기록된 데이터 -

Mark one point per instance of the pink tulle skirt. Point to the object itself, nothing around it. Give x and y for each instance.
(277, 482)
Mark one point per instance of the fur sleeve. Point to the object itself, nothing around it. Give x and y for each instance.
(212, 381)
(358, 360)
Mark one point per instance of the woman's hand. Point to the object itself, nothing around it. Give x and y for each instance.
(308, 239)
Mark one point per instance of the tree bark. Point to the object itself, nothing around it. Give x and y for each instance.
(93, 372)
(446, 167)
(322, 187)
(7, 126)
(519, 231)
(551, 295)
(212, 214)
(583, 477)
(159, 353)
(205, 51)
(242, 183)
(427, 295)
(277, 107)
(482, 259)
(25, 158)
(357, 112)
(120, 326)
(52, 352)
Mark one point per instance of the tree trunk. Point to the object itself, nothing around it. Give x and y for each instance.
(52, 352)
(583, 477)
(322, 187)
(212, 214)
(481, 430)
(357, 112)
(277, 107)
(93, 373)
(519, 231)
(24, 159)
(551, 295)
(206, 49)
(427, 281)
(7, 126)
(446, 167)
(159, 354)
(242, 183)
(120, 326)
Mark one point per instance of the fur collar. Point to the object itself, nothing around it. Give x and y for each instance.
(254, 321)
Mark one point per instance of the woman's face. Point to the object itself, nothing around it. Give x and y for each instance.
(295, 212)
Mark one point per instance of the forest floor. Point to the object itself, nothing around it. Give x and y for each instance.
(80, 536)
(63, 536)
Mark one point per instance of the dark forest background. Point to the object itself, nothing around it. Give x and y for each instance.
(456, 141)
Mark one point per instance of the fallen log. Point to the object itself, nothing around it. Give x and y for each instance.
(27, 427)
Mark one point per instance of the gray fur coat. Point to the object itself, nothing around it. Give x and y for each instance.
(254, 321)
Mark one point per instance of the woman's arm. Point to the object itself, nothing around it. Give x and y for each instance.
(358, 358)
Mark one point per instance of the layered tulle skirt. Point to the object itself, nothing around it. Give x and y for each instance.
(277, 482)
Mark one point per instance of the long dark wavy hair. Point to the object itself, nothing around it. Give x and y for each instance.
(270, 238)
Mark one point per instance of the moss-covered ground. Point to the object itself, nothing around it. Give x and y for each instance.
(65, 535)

할 일 -
위 기록 전체를 "본문"과 "응답" 두 열로 된 CSV로 나타내 주세요. 기록 하나당 한 행으로 하고, 각 값은 따옴표로 감싼 한 칸에 넣되 줄바꿈은 공백으로 바꿉니다.

작업 결과 -
본문,응답
"Mark one point per instance of the pink tulle skirt. Point to the object itself, nothing around it. Give x and y for each instance.","(277, 482)"
"Mark one point per instance of the fur sleeve. Point to the object itself, nothing around it. Give x and y for each instance.","(212, 381) (358, 360)"
"Mark one point per instance of the woman's hand. Point to the object itself, nothing around it. Give x and y for each instance.","(308, 239)"
"Mark one point per instance of the tree bark. Point to the object itself, nothing around it. Give x and y for each instance.","(93, 372) (446, 167) (322, 187) (7, 126) (519, 231) (551, 295) (212, 214) (583, 477) (159, 353) (205, 51) (242, 183) (427, 295) (277, 107) (482, 259) (25, 158) (357, 112) (120, 326) (52, 352)"
"Mark one point per instance of the tree trunk. Point to the object itself, nothing around it. Give x and y for each instance.","(52, 352) (583, 477) (322, 187) (212, 214) (481, 430) (357, 112) (277, 107) (93, 373) (519, 231) (24, 159) (551, 295) (206, 49) (427, 281) (7, 126) (446, 167) (159, 354) (242, 183) (120, 326)"
"Mark one point per instance of the fur collar. Point to the object itself, nothing around it. Give x and y for each instance.","(254, 321)"
"Mark one point per instance of the woman's face. Point to the object itself, nothing around it. Give x and y for each instance.","(295, 212)"
"Mark one point per instance of the forest floor. Point to the object itself, nothing around it. Give x and y for each instance.","(80, 536) (63, 536)"
"Mark one point per instance of the dark forest background. Point to the object itself, nothing around it. Give x and y for each instance.","(456, 141)"
"Mark one point per instance of the fallen log. Point to the object itself, nothing around it. Give x and y for each instance.","(27, 427)"
"Mark one point per instance of the gray fur coat. Point to the object itself, nothing around it. Give x and y for each instance.","(254, 321)"
"Mark one point per instance of the woman's arm. Point to the object itself, nothing around it. Give x and y for each instance.","(358, 358)"
"Mark one point per instance of the layered tulle skirt. Point to the object itself, nothing around it. Give x and y for each instance.","(277, 482)"
"Mark one point per instance of the long dark wavy hair. Point to the object itself, nothing around it. Give x and y for each instance.","(270, 238)"
"Mark one point per instance of the moss-covered ground. Point to the object itself, nothing around it. Give x and y for each instance.","(65, 535)"